Problem statement: Return every record below exactly as given.

Input records:
Segment Open

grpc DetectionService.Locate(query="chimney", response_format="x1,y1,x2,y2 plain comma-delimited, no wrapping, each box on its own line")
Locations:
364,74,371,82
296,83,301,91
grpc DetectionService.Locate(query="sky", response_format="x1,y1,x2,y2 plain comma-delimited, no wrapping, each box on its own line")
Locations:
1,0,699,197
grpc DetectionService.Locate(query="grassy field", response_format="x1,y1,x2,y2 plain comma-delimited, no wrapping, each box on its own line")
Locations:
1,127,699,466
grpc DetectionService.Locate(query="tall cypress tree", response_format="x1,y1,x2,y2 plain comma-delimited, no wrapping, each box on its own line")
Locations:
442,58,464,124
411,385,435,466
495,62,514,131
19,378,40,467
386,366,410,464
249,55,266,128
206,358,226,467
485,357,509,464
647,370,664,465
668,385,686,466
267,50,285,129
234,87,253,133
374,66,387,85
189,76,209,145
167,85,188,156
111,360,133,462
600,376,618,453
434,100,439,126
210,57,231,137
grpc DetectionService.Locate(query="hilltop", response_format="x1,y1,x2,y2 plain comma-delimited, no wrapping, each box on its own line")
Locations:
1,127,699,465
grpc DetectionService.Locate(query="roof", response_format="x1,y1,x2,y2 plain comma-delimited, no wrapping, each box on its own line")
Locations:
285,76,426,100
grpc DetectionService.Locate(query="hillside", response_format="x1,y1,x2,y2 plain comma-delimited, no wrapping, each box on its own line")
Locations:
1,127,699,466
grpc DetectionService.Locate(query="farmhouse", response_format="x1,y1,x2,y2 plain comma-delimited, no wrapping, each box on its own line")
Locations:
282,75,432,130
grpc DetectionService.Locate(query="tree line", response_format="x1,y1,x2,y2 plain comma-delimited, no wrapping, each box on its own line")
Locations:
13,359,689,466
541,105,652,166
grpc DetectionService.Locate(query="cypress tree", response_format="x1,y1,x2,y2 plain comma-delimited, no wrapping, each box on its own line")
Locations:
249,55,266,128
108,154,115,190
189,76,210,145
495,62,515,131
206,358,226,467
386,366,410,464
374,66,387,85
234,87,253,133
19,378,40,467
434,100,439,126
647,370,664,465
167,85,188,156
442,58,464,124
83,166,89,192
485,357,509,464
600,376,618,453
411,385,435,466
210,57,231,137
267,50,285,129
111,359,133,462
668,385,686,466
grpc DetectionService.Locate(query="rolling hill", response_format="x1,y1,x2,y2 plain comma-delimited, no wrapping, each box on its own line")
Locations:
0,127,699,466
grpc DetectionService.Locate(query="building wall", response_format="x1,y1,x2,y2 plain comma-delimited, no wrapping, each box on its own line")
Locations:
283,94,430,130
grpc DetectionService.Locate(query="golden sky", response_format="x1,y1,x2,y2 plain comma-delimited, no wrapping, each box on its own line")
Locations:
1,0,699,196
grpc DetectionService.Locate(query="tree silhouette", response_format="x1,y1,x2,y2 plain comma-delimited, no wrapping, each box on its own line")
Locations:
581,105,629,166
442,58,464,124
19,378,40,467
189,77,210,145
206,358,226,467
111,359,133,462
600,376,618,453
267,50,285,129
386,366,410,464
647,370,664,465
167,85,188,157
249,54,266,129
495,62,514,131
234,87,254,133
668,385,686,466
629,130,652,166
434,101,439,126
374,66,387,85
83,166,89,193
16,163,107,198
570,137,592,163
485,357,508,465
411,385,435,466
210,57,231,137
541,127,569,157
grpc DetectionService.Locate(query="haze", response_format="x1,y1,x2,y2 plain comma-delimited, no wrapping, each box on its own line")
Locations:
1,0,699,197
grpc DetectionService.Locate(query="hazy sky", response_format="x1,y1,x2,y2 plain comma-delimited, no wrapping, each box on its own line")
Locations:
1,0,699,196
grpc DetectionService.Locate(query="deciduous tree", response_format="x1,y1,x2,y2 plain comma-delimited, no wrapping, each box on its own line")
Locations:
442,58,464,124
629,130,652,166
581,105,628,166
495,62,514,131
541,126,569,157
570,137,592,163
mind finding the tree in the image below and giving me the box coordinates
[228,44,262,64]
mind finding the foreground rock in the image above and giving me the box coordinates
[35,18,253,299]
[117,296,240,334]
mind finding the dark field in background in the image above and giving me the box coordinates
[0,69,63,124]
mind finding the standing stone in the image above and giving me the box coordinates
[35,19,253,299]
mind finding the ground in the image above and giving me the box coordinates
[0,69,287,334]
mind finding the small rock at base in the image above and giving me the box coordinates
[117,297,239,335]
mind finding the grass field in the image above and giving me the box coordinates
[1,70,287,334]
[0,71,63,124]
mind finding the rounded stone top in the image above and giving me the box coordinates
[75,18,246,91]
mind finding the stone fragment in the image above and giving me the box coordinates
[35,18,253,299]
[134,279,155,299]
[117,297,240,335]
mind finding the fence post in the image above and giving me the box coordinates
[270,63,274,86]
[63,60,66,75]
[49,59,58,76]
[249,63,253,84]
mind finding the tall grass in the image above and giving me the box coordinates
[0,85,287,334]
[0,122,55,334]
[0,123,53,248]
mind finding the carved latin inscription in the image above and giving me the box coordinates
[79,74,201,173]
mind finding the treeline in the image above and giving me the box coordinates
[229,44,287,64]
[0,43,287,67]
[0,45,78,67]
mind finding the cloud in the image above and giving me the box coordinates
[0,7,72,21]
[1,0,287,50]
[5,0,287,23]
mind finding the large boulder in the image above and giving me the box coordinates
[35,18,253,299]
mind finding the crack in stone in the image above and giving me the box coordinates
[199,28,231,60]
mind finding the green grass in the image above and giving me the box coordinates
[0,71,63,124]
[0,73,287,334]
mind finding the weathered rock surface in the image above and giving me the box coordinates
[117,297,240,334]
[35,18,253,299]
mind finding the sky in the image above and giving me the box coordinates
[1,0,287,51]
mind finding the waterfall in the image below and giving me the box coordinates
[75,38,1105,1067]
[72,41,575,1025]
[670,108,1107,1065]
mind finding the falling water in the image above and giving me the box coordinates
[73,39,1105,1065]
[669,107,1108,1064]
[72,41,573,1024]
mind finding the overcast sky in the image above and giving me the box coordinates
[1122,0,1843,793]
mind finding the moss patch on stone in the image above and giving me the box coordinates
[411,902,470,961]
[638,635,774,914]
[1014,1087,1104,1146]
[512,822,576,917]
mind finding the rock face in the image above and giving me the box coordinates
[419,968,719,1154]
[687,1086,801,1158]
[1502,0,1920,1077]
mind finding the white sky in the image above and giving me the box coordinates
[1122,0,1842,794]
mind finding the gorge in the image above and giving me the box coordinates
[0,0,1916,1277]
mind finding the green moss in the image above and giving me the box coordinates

Segment Closed

Expected output:
grpc DetectionService.Locate(query="chimney", response_format="x1,y1,x2,y2 plain comma-delimited, no wrapping, each box on its own line")
Locations:
364,74,371,82
296,83,301,91
grpc DetectionService.Locate(query="sky", response_format="x1,y1,x2,y2 plain comma-delimited, no wrapping, each box on its own line")
Locations:
1,0,699,197
grpc DetectionService.Locate(query="grassy field", response_format="x1,y1,x2,y2 plain comma-delimited, no wrapping, each box on its own line")
Locations:
1,127,699,466
grpc DetectionService.Locate(query="tall cypress tree", response_format="x1,y1,x2,y2 plain comma-delimited, no wrapping, each box on its own line")
Locations:
442,58,464,124
411,385,435,466
495,62,514,131
19,378,40,467
386,366,410,464
249,55,266,128
206,358,226,467
485,357,509,464
647,370,664,465
668,385,686,466
267,50,285,129
234,87,253,133
374,66,387,85
189,76,209,145
167,85,188,156
111,360,133,462
600,376,618,453
434,100,439,126
210,57,231,137
grpc DetectionService.Locate(query="hilltop", response_format="x1,y1,x2,y2 plain comma-delimited, no wrapping, each box on its own line")
Locations:
1,127,699,465
grpc DetectionService.Locate(query="roof", response_format="x1,y1,x2,y2 plain comma-delimited, no wrapping, each box on its own line")
Locations:
285,76,426,100
grpc DetectionService.Locate(query="hillside", response_format="x1,y1,x2,y2 plain comma-delimited, no wrapping, each box on its own line")
Locations:
1,127,699,466
grpc DetectionService.Locate(query="farmhouse", response_format="x1,y1,x2,y2 plain comma-delimited, no wrapping, each box on its own line")
Locations:
282,75,432,130
grpc DetectionService.Locate(query="tree line", response_format="x1,y1,x2,y2 plain comma-delimited, no wrapping, each box on its own line")
Locations:
13,359,689,466
541,105,652,166
grpc DetectionService.Locate(query="cypress tree", response_format="x1,y1,x2,y2 plain comma-delimited, no wrapping, each box on its own line")
Locations:
249,55,266,128
108,154,115,190
189,76,210,145
495,62,515,131
206,358,226,467
386,366,410,464
374,66,387,85
234,87,253,133
19,378,40,467
434,100,439,126
647,370,664,465
167,85,188,156
442,58,464,124
83,166,89,192
485,357,509,464
600,376,618,453
411,385,435,466
210,57,231,137
267,50,285,129
111,359,133,462
668,385,686,466
grpc DetectionService.Locate(query="rolling hill", response_format="x1,y1,x2,y2 plain comma-delimited, no wrapping, each box on its own line")
Locations:
0,127,699,466
grpc DetectionService.Locate(query="building wall", response_format="x1,y1,x2,y2 plain comma-delimited, no wrapping, each box on its own line")
Locations:
283,94,430,130
grpc DetectionService.Locate(query="golden sky", response_format="x1,y1,x2,y2 plain comma-delimited, no wrapping, each box on its own line")
Locations:
1,0,699,196
grpc DetectionService.Locate(query="tree silhouette", response_format="x1,y1,x2,y2 plain comma-delimited, no wrapping, each box on its own line")
Locations:
581,105,629,166
442,58,464,124
19,378,40,467
189,77,210,145
206,358,226,467
111,359,133,462
600,376,618,453
267,50,285,129
386,366,410,464
647,370,664,465
167,85,188,157
249,54,266,129
495,62,514,131
234,87,254,133
668,385,686,466
629,130,652,166
434,101,439,126
374,66,387,85
83,166,89,193
16,163,107,198
570,137,592,163
485,357,508,465
411,385,435,466
210,57,231,137
541,127,569,157
grpc DetectionService.Locate(query="haze", response_format="x1,y1,x2,y2 plain comma-delimited, no wrapping, each box on its own line")
Locations:
1,0,699,197
grpc DetectionService.Locate(query="hazy sky", response_format="x1,y1,x2,y2 plain comma-delimited, no wrapping, each box on its own line")
Locations:
1,0,699,196
grpc DetectionService.Locate(query="deciduous tree", response_format="x1,y1,x2,y2 plain comma-delimited, no wrapping, each box on its own line")
Locations:
442,58,464,124
629,130,652,166
581,105,628,166
495,62,514,131
541,126,569,157
570,137,592,163
mind finding the tree in the image below and giving me the box coordinates
[228,44,262,64]
mind finding the foreground rock in the image above and giving me the box coordinates
[35,18,253,299]
[117,296,240,334]
mind finding the dark field in background in the image above and giving me the box coordinates
[0,69,63,124]
mind finding the standing stone in the image above and giving me the box coordinates
[35,19,253,299]
mind finding the ground in the image above and giving me the box coordinates
[0,69,287,334]
mind finding the small rock at base in the image above and giving me the box coordinates
[117,297,239,335]
mind finding the grass field in the image above and giving me the box coordinates
[1,70,287,334]
[0,71,63,124]
mind finding the rounded stone top in the image above and giving me the box coordinates
[75,18,246,91]
mind finding the stone fragment in the image above and giving me the box coordinates
[35,18,253,299]
[134,279,155,299]
[117,297,240,335]
mind finding the fence post in the image above and giving me the box coordinates
[270,63,274,86]
[63,60,66,75]
[49,59,58,76]
[249,63,253,84]
mind finding the tall grass in the image above and giving me the box coordinates
[0,85,287,334]
[0,122,55,334]
[0,123,53,248]
mind finding the carved latin inscription in the image above and giving me the box coordinates
[79,74,201,173]
mind finding the treeline in the image above and giving me the box coordinates
[229,44,287,64]
[0,43,287,67]
[0,45,78,67]
mind finding the cloud in the image above and giving me the box coordinates
[0,7,72,21]
[1,0,287,50]
[5,0,287,23]
mind finding the large boulder in the image above and giving me the box coordinates
[35,18,253,299]
mind finding the crack in stone in the image above and giving me the box coordinates
[199,28,231,60]
mind finding the green grass in the image above and giving me the box coordinates
[0,71,63,124]
[0,73,287,334]
mind finding the weathered rock surface in the image above and giving me the box coordinates
[117,297,240,334]
[35,18,253,299]
mind finding the sky in the image above and giving me the box coordinates
[1,0,287,51]
mind finding the waterfall in the image below and giving me the box coordinates
[75,38,1105,1067]
[72,41,575,1025]
[670,108,1107,1065]
mind finding the falling water in the image above and giving me the box coordinates
[73,39,1105,1065]
[669,107,1108,1064]
[72,41,573,1024]
mind finding the overcast sky in the image above and giving me the box coordinates
[1122,0,1843,793]
mind finding the moss patch on stone in the image above and giving me the box coordinates
[411,902,470,961]
[638,635,774,914]
[1014,1087,1104,1146]
[512,822,576,917]
mind finding the rock face in the image above and giving me the box coordinates
[419,968,719,1154]
[687,1086,801,1158]
[1502,0,1920,1077]
mind finding the white sky in the image above and giving me the box coordinates
[1122,0,1842,794]
mind finding the gorge in the image above and giving me the box coordinates
[0,0,1916,1277]
mind finding the green moss in the image above and giving me the box coordinates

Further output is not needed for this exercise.